STATED TASK:
Can you write out the whole listing exactly?

EXERCISE MATERIAL:
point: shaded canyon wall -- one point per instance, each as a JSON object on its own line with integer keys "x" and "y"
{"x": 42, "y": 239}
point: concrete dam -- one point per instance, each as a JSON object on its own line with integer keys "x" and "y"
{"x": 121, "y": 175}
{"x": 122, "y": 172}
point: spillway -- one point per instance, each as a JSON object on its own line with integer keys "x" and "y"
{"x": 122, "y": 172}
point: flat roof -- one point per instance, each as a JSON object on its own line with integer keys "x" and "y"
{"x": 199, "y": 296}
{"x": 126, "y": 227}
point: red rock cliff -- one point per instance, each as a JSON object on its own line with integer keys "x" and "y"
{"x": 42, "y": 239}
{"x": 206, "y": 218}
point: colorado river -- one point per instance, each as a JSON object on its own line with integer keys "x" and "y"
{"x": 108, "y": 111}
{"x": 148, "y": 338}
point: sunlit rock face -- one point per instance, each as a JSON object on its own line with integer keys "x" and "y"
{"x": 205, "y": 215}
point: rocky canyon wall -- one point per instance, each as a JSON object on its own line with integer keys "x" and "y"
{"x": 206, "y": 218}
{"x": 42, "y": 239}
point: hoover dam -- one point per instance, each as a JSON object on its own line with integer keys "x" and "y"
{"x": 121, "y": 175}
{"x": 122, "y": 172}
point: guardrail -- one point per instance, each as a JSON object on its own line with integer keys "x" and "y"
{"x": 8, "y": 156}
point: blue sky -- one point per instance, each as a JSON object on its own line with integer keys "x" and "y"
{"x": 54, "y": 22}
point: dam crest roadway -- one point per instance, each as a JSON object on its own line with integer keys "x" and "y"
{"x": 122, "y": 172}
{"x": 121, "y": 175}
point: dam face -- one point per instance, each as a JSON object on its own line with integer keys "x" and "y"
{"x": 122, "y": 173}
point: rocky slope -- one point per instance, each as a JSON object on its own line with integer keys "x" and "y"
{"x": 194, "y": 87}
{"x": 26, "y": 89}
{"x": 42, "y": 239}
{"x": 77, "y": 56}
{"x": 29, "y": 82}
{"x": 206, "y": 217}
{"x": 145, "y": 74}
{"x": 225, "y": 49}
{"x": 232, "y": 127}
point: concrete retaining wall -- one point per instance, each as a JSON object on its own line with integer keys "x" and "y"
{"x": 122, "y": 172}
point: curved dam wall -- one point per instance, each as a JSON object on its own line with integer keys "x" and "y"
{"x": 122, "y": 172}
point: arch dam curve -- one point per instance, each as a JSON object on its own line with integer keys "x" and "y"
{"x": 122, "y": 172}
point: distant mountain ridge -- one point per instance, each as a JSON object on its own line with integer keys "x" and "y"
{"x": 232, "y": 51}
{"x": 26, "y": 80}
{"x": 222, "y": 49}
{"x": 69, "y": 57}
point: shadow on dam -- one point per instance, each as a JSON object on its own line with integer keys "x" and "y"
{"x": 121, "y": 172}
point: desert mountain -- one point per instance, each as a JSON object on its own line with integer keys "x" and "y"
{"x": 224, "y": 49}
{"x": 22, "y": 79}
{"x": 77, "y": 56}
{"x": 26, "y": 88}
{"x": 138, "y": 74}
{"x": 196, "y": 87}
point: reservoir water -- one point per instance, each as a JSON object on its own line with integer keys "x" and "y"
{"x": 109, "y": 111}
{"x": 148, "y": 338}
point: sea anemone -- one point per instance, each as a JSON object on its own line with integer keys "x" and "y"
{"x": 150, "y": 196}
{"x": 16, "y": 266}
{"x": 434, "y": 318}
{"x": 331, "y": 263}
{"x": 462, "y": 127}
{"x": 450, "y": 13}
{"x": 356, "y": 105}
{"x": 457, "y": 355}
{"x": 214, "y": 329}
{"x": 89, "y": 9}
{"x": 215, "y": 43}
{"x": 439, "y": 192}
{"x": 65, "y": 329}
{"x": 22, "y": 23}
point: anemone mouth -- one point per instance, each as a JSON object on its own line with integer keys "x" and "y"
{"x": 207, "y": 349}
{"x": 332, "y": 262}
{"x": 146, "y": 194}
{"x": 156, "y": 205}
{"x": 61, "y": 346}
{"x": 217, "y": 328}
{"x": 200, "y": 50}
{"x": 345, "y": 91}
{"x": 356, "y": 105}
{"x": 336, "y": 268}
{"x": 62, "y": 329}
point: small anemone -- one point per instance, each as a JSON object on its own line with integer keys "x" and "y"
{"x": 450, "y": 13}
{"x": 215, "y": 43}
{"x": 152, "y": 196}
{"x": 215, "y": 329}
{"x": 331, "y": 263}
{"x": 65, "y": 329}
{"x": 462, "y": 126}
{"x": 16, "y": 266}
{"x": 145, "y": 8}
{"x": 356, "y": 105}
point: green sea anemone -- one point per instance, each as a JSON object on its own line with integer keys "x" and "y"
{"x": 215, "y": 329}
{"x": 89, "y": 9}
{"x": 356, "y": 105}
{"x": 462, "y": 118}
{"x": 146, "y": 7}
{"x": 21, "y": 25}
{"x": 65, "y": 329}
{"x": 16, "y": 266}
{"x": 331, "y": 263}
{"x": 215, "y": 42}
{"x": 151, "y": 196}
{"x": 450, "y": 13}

RESPONSE FOR THIS EXERCISE:
point: shaded canyon wall -- one point per instance, each as a JSON object on its own line with integer keys "x" and "y"
{"x": 42, "y": 239}
point: concrete dam -- one point per instance, each as a JSON object on its own line with integer keys "x" and "y"
{"x": 121, "y": 175}
{"x": 122, "y": 172}
point: spillway -- one point per instance, each as a JSON object on its own line with integer keys "x" and "y"
{"x": 122, "y": 172}
point: flat roof -- one point per instance, each as a JSON object on its own line with integer keys "x" and "y"
{"x": 199, "y": 296}
{"x": 126, "y": 227}
point: red rock cliff -- one point per instance, each as a JSON object on its own line with integer keys "x" and "y"
{"x": 42, "y": 239}
{"x": 206, "y": 218}
point: colorado river -- one point per instance, each as a JSON object on its own line with integer keys "x" and "y"
{"x": 108, "y": 111}
{"x": 148, "y": 338}
point: sunlit rock face -- one point per instance, each as a JSON object on its own line with integer keys "x" and "y"
{"x": 205, "y": 215}
point: rocky canyon wall -- one point per instance, each as a JSON object on its own line with integer keys "x" and "y"
{"x": 206, "y": 218}
{"x": 42, "y": 239}
point: hoover dam -- one point per instance, each as a JSON object on its own line with integer keys "x" and "y"
{"x": 121, "y": 175}
{"x": 122, "y": 172}
point: guardrail -- one point per instance, each as a JSON object on its own line with integer keys "x" and "y"
{"x": 8, "y": 156}
point: blue sky -- one point per instance, each as a JSON object on its own line with integer keys "x" and "y"
{"x": 54, "y": 22}
point: dam crest roadway -- one point per instance, each as a JSON object on its own line with integer keys "x" and "y"
{"x": 122, "y": 172}
{"x": 121, "y": 175}
point: dam face -- one point per instance, each as a JSON object on its own line with integer keys "x" and "y"
{"x": 122, "y": 173}
point: rocky slope -- one point per instance, each as a JSON object on its own line with integer keys "x" and "y"
{"x": 194, "y": 87}
{"x": 26, "y": 89}
{"x": 42, "y": 239}
{"x": 77, "y": 56}
{"x": 29, "y": 82}
{"x": 206, "y": 217}
{"x": 145, "y": 74}
{"x": 225, "y": 49}
{"x": 232, "y": 127}
point: concrete retaining wall -- one point per instance, each as a JSON object on its own line with integer keys "x" and "y"
{"x": 122, "y": 172}
point: curved dam wall -- one point per instance, each as a JSON object on its own line with integer keys "x" and "y"
{"x": 122, "y": 172}
point: arch dam curve -- one point per instance, each as a JSON object on its own line with integer keys "x" and "y"
{"x": 122, "y": 172}
point: distant mountain ridge -- one point per instance, each as a JSON object on its own line with integer keys "x" and "y"
{"x": 232, "y": 51}
{"x": 26, "y": 80}
{"x": 222, "y": 49}
{"x": 69, "y": 57}
point: shadow on dam -- one point per instance, each as a JSON object on its own line with integer keys "x" and "y"
{"x": 121, "y": 172}
point: desert mountain -- one point per instance, each as a JSON object on its own line with integer keys "x" and "y"
{"x": 224, "y": 49}
{"x": 22, "y": 79}
{"x": 77, "y": 56}
{"x": 26, "y": 88}
{"x": 138, "y": 74}
{"x": 196, "y": 87}
point: reservoir water -- one point per instance, each as a JSON object on its own line with integer keys "x" and "y"
{"x": 109, "y": 111}
{"x": 148, "y": 338}
point: sea anemone -- one point per instance, each as a JSON object on its own line with integer keys "x" and "y"
{"x": 150, "y": 196}
{"x": 16, "y": 266}
{"x": 434, "y": 318}
{"x": 331, "y": 263}
{"x": 462, "y": 127}
{"x": 450, "y": 13}
{"x": 356, "y": 105}
{"x": 457, "y": 355}
{"x": 214, "y": 329}
{"x": 89, "y": 9}
{"x": 215, "y": 43}
{"x": 439, "y": 192}
{"x": 65, "y": 329}
{"x": 22, "y": 23}
point: anemone mouth -- one point per instance, each as a JSON object on its own line with integer keys "x" and "y"
{"x": 207, "y": 349}
{"x": 332, "y": 262}
{"x": 146, "y": 194}
{"x": 156, "y": 205}
{"x": 61, "y": 346}
{"x": 217, "y": 328}
{"x": 200, "y": 50}
{"x": 345, "y": 91}
{"x": 356, "y": 105}
{"x": 336, "y": 268}
{"x": 62, "y": 329}
point: small anemone -- one point per instance, each as a JSON object on its own line with integer keys "x" and "y"
{"x": 450, "y": 13}
{"x": 215, "y": 43}
{"x": 152, "y": 196}
{"x": 215, "y": 329}
{"x": 331, "y": 263}
{"x": 65, "y": 329}
{"x": 462, "y": 126}
{"x": 16, "y": 266}
{"x": 145, "y": 8}
{"x": 356, "y": 105}
point: green sea anemone -- one point per instance, each as a JSON object on its own line with integer keys "x" and "y"
{"x": 215, "y": 329}
{"x": 89, "y": 9}
{"x": 356, "y": 105}
{"x": 462, "y": 118}
{"x": 146, "y": 7}
{"x": 21, "y": 25}
{"x": 65, "y": 329}
{"x": 16, "y": 266}
{"x": 331, "y": 263}
{"x": 215, "y": 42}
{"x": 151, "y": 196}
{"x": 450, "y": 13}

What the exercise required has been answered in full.